** Begin Excerpt provided **

Actually, that is not correct; each orbital clock has a different speed not only with respect to each other orbital clock but also with respect to different angular positions on the Earth's surface. Calculating the resulting and continously varying SR time dilation (from relative velocities) would be practically intractable. Yogi is correct; it is far simpler (in fact, necessary) to calibrate all clocks according to one frame, the non-rotating center of Earth frame. From THAT frame all clocks have the same SR & GR time dilation correction.
Thus other error adjustments due to drift, sagnac, or atmospheric diffraction,etc. are determinable.

Creator

 

[russ_watters]

You're correct, but this soooo didn't need to be resurrected.

 

[Thomas2]

Actually, that is not correct; each orbital clock has a different speed not only with respect to each other orbital clock but also with respect to different angular positions on the Earth's surface. Calculating the resulting and continously varying SR time dilation (from relative velocities) would be practically intractable. Yogi is correct; it is far simpler (in fact, necessary) to calibrate all clocks according to one frame, the non-rotating center of Earth frame. From THAT frame all clocks have

All GPS satellites are essentially at the same height (see for instance http://hyperphysics.phy-astr.gsu.edu/hbase/gps.html ; in fact, http://www.losangeles.af.mil/smc/pa/fact_sheets/gps_fs.htm gives this height exactly as 10,988 nautical miles). Satellites at exactly the same height must also have exactly the same orbital speed with respect to the center of the Earth (which is about 5 km/sec) and hence also the same time dilation in this frame. The rotational speed of the Earth at its surface is at best 0.5 km/sec (at the equator), so the time dilation for the receiver clock should be only 1/100 of that for the satellite clocks as the time dilation factor depends on (v/c)² Even if still significant, the latter, like many other effects, is variable and hence the satellite clocks can not be preset for this and it has to be calculated in the receiver. The point that I made earlier was, why the simple constant correction is not done in the receiver as well when there are already so many complicated variable effects being taken into account. This would hardly increase the computing requirements in the receiver and one would not have to mess around with the satellite clocks, especially as relativistic effects should in fact not be relevant at all if time differences from satellites rather than absolute times are used (as shown in my opening post).

** End Excerpt provided **

Short task A ::
Pull out each line of the rows that contains the word "eucalyptus".
The forum thread on GPS clocks and the rows that follow it were taken from separate sources.

** Begin Data for this task **

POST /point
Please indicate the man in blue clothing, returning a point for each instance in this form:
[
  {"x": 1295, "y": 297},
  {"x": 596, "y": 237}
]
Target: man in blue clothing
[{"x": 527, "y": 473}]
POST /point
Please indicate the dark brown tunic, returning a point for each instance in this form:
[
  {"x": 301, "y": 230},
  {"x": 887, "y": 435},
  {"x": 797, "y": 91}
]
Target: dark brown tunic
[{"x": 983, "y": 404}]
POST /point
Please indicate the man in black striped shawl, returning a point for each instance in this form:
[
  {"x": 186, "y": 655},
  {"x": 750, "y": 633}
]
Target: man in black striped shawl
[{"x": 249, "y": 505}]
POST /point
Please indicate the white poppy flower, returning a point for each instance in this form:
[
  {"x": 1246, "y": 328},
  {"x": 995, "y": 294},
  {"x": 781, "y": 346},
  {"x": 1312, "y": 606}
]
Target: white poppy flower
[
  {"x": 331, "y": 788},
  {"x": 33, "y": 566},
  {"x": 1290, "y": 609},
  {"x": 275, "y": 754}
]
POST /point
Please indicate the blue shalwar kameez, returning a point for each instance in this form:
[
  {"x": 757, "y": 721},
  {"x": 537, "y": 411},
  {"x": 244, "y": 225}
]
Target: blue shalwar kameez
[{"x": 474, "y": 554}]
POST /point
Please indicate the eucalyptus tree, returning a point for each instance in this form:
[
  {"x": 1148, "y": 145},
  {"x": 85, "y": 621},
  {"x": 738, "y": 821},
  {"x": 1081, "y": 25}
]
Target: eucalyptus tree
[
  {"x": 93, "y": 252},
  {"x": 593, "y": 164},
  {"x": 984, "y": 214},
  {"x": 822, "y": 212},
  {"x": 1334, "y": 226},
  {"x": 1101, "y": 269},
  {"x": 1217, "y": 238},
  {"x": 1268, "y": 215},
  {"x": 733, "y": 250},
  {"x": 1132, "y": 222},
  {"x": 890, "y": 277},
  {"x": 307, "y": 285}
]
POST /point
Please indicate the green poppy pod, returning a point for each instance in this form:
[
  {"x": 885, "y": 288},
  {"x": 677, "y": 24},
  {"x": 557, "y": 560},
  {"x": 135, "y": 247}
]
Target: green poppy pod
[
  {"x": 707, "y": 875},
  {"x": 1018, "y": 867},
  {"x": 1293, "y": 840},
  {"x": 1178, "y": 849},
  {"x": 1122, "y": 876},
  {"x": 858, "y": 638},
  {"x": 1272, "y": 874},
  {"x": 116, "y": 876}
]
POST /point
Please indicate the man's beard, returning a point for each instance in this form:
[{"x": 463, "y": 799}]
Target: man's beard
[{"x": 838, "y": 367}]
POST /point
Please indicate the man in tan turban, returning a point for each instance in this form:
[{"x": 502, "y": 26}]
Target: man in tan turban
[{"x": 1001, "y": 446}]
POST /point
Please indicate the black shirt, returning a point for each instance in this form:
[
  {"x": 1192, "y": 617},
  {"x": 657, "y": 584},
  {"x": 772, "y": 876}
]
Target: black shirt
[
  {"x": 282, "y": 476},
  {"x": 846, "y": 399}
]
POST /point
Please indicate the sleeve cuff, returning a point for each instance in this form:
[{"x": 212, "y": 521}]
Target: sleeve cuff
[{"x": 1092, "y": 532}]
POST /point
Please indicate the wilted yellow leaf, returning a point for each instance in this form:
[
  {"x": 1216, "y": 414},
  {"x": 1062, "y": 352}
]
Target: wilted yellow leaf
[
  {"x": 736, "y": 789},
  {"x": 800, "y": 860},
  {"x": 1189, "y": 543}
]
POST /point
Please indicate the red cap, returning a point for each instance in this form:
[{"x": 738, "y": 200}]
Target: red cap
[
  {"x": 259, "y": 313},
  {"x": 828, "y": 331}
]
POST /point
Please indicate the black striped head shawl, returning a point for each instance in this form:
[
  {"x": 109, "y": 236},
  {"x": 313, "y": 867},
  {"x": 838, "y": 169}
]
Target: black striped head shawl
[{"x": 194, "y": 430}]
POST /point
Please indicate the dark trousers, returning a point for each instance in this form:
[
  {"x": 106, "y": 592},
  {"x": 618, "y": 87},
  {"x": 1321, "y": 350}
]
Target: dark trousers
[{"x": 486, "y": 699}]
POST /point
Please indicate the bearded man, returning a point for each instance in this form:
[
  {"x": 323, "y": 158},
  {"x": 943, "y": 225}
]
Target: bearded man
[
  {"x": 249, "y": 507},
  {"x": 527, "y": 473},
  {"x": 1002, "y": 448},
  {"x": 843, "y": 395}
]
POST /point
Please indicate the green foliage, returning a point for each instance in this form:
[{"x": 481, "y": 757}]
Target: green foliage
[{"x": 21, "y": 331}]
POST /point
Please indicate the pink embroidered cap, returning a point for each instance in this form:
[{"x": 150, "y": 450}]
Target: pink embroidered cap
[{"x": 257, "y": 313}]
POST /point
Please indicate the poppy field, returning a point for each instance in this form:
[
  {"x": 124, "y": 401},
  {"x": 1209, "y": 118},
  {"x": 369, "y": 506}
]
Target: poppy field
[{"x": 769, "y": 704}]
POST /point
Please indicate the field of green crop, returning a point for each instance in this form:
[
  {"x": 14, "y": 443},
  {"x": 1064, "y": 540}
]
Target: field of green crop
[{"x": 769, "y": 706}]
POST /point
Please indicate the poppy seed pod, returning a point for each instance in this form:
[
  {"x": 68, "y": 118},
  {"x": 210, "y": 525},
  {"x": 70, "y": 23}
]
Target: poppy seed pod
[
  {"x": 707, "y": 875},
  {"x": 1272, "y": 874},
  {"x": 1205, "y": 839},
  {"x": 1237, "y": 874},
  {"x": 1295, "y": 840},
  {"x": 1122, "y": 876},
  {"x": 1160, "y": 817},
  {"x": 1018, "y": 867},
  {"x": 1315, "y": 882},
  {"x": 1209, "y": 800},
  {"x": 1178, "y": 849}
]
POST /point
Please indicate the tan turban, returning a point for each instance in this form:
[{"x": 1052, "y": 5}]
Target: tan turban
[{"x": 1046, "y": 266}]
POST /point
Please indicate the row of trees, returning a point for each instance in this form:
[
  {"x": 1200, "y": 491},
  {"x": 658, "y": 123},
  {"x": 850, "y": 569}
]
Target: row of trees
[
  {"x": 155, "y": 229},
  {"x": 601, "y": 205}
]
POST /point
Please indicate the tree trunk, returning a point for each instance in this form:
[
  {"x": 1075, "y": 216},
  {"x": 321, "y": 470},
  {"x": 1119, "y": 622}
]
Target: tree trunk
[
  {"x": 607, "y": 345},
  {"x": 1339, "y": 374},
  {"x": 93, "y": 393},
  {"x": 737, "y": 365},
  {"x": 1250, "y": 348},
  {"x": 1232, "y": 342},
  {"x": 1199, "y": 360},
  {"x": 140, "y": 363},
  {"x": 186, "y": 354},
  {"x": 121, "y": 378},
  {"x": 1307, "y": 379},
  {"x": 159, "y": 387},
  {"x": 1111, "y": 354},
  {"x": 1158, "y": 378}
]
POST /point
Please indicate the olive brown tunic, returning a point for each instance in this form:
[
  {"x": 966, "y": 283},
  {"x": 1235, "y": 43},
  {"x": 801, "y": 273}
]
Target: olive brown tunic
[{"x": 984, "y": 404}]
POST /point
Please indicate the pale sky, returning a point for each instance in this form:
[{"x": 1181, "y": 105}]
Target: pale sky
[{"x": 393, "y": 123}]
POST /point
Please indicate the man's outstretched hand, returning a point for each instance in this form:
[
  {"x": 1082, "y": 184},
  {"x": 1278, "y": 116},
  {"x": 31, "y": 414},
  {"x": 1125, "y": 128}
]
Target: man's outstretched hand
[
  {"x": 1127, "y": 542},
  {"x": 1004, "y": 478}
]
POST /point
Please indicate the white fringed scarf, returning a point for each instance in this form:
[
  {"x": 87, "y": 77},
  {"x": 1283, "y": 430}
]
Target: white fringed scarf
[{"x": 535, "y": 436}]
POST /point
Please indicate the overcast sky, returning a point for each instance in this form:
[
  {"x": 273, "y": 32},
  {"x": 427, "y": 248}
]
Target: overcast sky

** End Data for this task **

Short task B ::
Write what comes next in the forum thread on GPS satellite clocks and time dilation, picking up after its final sentence.

Result A ::
Please indicate the eucalyptus tree, returning a point for each instance in this form:
Target: eucalyptus tree

Result B ::
 

[pervect]

http://xxx.lanl.gov/abs/gr-qc/9508043

has some comments on some of the issues being discussed. My quick summary - ECI coordinates are convenient, not essential.

 

[mcoy]

hey I'm having a homework about GPS, and this thread has proved to be very useful, but i would also like to know how waves are used in the GPS system, the principles, etc... hope you could help :P

 

[mcoy]

please...

 

[pervect]

hey I'm having a homework about GPS, and this thread has proved to be very useful, but i would also like to know how waves are used in the GPS system, the principles, etc... hope you could help :P

You might try

http://www.gpsworld.com/gpsworld/static/staticHtml.jsp?id=7860

or browse around the USNO site

http://tycho.usno.navy.mil/gps.html

 

[psychedelic]

Newtonian Model.

HI there. In all your threads and discussion, reference has been made to the Newtonian model. But where exactly is the Newtonian model? Every discussion pertaining to PGS has necessarily some relativity in it. But can someone not give any explanation of how the system incorporated Newtonian physics in it.Am doing a project on GPS and one section in it is to show the Newtonian aspect of the system. But I have not, up to now, seen a single site that talks of Newtonian aspects of GPS. Should we use the metric with diagonals all being equal to 1s? Thanks for replying.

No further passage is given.